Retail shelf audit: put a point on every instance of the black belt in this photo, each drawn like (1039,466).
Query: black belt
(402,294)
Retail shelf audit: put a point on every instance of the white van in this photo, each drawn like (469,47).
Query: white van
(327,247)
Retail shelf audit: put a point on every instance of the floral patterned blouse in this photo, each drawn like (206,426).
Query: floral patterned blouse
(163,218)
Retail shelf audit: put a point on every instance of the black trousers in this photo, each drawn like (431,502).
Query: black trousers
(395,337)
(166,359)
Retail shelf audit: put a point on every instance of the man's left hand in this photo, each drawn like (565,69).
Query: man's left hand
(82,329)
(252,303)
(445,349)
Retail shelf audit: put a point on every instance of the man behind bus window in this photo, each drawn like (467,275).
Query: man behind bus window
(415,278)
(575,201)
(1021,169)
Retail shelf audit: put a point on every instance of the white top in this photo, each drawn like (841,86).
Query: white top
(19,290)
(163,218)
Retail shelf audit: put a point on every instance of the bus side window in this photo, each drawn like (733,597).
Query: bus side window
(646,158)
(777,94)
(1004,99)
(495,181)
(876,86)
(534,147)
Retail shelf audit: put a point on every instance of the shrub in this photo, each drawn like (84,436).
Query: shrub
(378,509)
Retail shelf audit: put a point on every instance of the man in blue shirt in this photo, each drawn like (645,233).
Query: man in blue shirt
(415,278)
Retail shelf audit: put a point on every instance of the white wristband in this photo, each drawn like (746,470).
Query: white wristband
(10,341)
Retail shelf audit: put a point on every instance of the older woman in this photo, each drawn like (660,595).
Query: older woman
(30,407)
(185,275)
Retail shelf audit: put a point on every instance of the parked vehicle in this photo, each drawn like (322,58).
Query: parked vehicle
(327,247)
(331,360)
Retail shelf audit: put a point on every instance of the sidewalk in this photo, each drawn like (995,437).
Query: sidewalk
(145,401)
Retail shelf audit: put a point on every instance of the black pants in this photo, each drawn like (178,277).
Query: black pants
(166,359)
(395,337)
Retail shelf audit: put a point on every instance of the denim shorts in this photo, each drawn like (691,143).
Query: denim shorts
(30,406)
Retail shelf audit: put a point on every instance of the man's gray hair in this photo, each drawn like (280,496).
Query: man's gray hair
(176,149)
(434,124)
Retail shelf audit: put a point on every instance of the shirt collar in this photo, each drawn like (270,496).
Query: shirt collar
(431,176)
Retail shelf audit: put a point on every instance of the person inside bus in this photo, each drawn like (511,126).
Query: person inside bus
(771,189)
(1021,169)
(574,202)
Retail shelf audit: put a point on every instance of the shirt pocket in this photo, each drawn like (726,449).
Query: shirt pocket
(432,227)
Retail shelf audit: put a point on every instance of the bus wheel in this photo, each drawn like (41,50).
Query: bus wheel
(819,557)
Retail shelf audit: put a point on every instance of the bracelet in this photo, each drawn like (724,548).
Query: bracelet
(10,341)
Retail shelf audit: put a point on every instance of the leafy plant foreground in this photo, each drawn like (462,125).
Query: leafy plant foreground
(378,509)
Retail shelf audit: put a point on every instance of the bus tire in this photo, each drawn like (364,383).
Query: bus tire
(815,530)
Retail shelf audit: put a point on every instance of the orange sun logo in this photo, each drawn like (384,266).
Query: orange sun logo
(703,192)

==============================

» **REQUIRED TASK**
Change each "Retail shelf audit" in the data above to "Street scene audit", and give the data again with nothing else altered.

» **EXPECTED OUTPUT**
Street scene audit: put a point on every instance of the black belt in this photo, each drawn like (1039,466).
Query: black belt
(402,294)
Street scene audit: put a point on every instance of the white van in this photo, each drawn like (469,47).
Query: white van
(327,247)
Street scene audit: put a point on every instance of the floral patterned blouse in this photo, each drawn like (206,426).
Query: floral patterned blouse
(163,218)
Street scene audit: put a point on every instance of the black trousers in this photo, each drawn like (431,502).
Query: black trousers
(395,337)
(166,359)
Street scene audit: put a point on every instance of the man's left hand in this photo, each drawn like (565,69).
Query: man's left hand
(82,329)
(252,303)
(445,349)
Street scene audit: put a point on every instance of the man behind bus window in this photo, each drawn like (467,275).
Query: man behind bus window
(415,278)
(575,201)
(1021,169)
Street scene audit: put a point on every instance of the white top in this photo, each drawn like (841,86).
Query: white top
(19,290)
(163,218)
Street scene audit: put a point on every instance of the bus side window in this photo, each drawn like (733,597).
Query: bus side window
(646,158)
(777,94)
(1004,99)
(495,181)
(876,86)
(534,147)
Street scene audit: put a point on every instance of the shrub in this photo, each drawn like (84,436).
Query: shrub
(378,509)
Street scene audit: put a point on every instance of the man in blue shirt in this photo, each drawn like (645,233).
Query: man in blue shirt
(415,278)
Street scene audit: put a point on every instance of the white wristband in this photo, each drawn like (746,470).
Query: white wristband
(10,341)
Street scene audit: put a point on every instance of the older woman in this photo, each drawn like (660,595).
Query: older woman
(30,407)
(185,275)
Street scene audit: put a point on every instance of the parked vehicle in this photo, each drawn like (322,58).
Query: parked vehicle
(327,247)
(331,360)
Street scene audit: put a point on every instance of the sidewalk in this photo, each drawn like (995,437).
Query: sidewalk
(145,401)
Street scene audit: put a point on every instance of the black pants in this photo, each drawn like (178,277).
Query: black pants
(166,359)
(395,337)
Street scene audit: put a point on every instance of the denim shorts in this photo, each drawn like (691,143).
Query: denim shorts
(30,406)
Street scene audit: put a point on every instance of the man's gray hair in this photo, each drawn like (280,496).
Query: man's gray hair
(176,149)
(434,124)
Street scene audit: put a point on every instance of the shirt collar in this photo, each drawn like (270,496).
Query: shirt collar
(431,176)
Street scene audit: put a point on every instance of the person inside bus in this photo, each drawn like (511,126).
Query: person inside bus
(771,189)
(1021,169)
(574,202)
Street scene audit: put a point on every instance of the shirt pocket in this photo, each drawn like (726,449).
Query: shirt pocket
(432,227)
Street scene audit: put a point on every instance of the bus wheel in this photo, each drawn like (41,50).
Query: bus wheel
(819,557)
Street scene audit: put a point on every instance of the bracelet in this photo, each drawn like (724,548).
Query: bracelet
(10,341)
Street scene audit: put a point on every instance of the leafy plant foreground in this photo, each drawn like (462,125).
Query: leafy plant foreground
(378,509)
Street scene audit: put a point on every instance of the bus tire in this photo, each drawn like (364,383).
Query: bus tire
(815,530)
Street scene audit: put a point on every instance of the orange sun logo in this photo, each drawn like (384,266).
Query: orange sun logo
(703,192)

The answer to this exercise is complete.